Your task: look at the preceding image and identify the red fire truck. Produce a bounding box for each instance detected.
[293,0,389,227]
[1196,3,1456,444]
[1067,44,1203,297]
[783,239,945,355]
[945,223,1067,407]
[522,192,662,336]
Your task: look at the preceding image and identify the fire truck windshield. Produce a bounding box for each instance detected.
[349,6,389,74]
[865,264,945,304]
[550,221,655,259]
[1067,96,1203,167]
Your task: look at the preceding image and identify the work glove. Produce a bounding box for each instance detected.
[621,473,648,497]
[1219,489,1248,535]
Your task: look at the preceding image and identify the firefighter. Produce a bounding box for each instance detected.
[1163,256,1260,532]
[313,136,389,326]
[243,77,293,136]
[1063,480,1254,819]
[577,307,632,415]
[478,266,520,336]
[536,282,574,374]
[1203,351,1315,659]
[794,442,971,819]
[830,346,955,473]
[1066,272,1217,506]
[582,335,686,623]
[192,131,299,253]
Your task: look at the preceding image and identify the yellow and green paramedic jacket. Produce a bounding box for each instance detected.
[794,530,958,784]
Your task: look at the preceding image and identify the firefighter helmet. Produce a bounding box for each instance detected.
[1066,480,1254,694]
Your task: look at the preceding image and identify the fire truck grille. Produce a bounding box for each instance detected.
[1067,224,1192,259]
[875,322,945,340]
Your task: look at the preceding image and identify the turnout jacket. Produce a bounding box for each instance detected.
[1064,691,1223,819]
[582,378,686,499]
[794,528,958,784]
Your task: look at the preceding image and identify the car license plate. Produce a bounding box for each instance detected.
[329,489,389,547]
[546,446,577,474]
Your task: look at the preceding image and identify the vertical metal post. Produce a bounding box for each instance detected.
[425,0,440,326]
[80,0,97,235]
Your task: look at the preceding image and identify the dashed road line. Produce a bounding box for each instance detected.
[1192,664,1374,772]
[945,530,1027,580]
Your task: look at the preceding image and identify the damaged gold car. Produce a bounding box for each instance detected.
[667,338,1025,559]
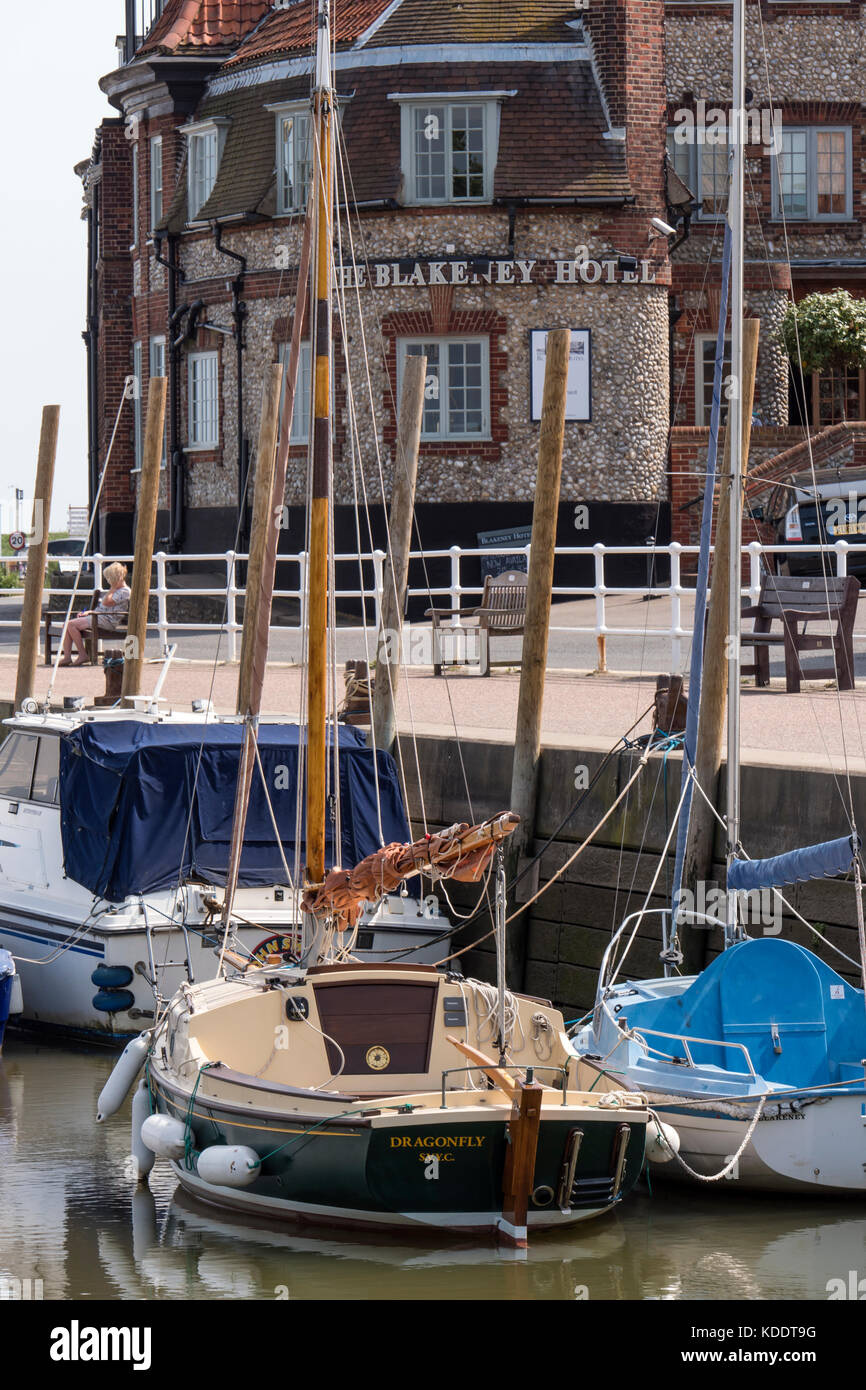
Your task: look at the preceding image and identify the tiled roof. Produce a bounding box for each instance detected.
[368,0,580,49]
[227,0,391,68]
[139,0,271,53]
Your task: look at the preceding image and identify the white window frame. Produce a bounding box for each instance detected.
[132,342,145,473]
[150,135,163,231]
[695,334,731,430]
[667,125,730,222]
[277,339,312,445]
[388,92,516,207]
[181,115,231,222]
[147,334,168,468]
[771,125,853,222]
[396,334,491,443]
[265,101,314,217]
[186,350,220,452]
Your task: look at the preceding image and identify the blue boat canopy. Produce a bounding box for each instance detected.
[60,720,410,902]
[727,835,860,892]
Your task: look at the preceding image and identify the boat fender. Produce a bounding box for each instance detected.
[196,1144,261,1187]
[90,965,133,990]
[96,1033,150,1125]
[646,1115,680,1163]
[140,1115,186,1162]
[129,1077,156,1183]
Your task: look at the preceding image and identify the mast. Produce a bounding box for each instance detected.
[726,0,745,945]
[306,0,334,884]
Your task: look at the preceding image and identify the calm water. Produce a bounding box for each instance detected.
[0,1038,866,1300]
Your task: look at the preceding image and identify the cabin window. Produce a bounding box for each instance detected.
[398,338,491,441]
[277,343,313,443]
[271,107,313,214]
[773,126,852,221]
[392,92,500,204]
[31,737,60,806]
[181,118,228,222]
[150,135,163,228]
[189,352,220,449]
[667,125,728,218]
[0,734,38,801]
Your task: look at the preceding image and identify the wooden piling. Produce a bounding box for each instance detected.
[123,377,167,701]
[15,406,60,709]
[506,328,571,990]
[368,357,427,752]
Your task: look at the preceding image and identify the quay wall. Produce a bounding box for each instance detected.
[402,734,866,1019]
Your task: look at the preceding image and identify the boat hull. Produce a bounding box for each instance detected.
[152,1074,645,1238]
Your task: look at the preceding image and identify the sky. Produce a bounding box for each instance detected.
[0,0,124,535]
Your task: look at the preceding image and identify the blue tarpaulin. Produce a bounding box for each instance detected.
[60,720,410,902]
[727,835,859,892]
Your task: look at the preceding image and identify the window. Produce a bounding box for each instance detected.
[182,118,229,222]
[149,338,168,468]
[398,338,491,439]
[773,126,852,221]
[392,92,500,203]
[189,352,220,449]
[132,343,145,473]
[150,135,163,231]
[0,734,38,801]
[268,107,313,213]
[667,126,728,217]
[695,334,731,425]
[31,737,60,805]
[277,343,313,443]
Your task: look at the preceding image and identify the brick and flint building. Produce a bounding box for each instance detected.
[79,0,866,569]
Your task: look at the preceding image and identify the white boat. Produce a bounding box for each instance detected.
[0,701,449,1045]
[575,0,866,1195]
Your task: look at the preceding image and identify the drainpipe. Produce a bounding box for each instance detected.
[210,218,249,549]
[153,234,188,550]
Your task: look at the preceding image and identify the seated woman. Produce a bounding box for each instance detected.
[58,563,129,666]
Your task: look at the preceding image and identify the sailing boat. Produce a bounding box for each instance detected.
[100,0,648,1247]
[575,0,866,1195]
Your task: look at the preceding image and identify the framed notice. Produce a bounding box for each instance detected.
[530,328,592,421]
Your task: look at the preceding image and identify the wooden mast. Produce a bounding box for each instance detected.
[306,0,334,884]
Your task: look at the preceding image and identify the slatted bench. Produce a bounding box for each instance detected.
[424,570,527,676]
[741,574,860,692]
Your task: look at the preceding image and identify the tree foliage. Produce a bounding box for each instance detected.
[778,289,866,371]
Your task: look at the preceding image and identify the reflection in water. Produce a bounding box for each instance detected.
[0,1040,866,1300]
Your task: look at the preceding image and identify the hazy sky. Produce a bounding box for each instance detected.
[0,0,117,532]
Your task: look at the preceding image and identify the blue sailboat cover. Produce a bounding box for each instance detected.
[60,720,410,902]
[727,835,860,892]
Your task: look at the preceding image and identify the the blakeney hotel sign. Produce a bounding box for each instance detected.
[304,256,656,289]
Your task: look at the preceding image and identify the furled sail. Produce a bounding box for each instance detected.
[727,835,860,892]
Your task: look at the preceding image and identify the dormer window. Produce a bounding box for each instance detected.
[389,92,514,204]
[181,117,229,222]
[267,104,313,215]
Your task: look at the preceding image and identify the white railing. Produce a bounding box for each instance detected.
[6,541,866,671]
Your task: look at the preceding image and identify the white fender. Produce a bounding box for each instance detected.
[129,1077,156,1183]
[140,1115,186,1162]
[196,1144,261,1187]
[646,1115,680,1163]
[96,1033,150,1125]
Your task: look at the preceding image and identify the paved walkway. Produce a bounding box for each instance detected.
[6,655,866,771]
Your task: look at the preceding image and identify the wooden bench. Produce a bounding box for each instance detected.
[424,570,527,676]
[42,589,128,666]
[741,574,860,692]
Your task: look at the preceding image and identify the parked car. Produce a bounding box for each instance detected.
[765,468,866,577]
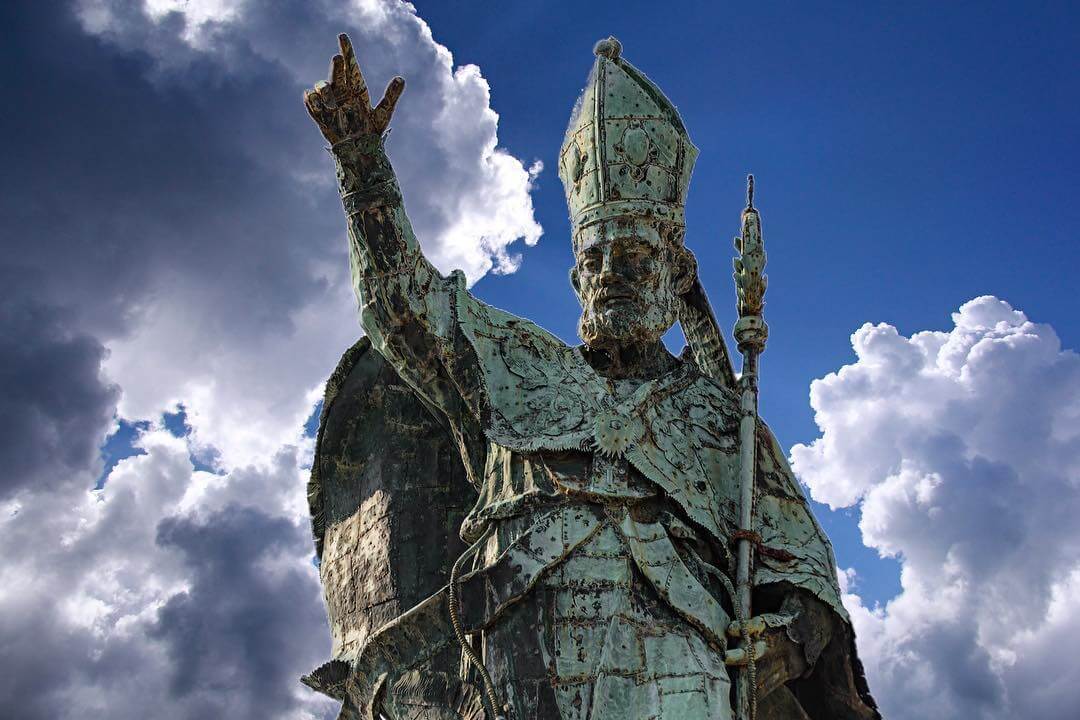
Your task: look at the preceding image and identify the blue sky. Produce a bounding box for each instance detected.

======

Lay out the part that opens with the line containing "fire truck grille." and closes with the line containing "[875,322,945,340]" as a Markdown table with the columns No. and Line, numbering each line and omitting blank ones.

| No. | Line |
|---|---|
| 1 | Your task: look at the preceding image and identify the fire truck grille. Produce a bounding box for each instance detected. |
| 2 | [1067,224,1192,259] |
| 3 | [875,322,945,340] |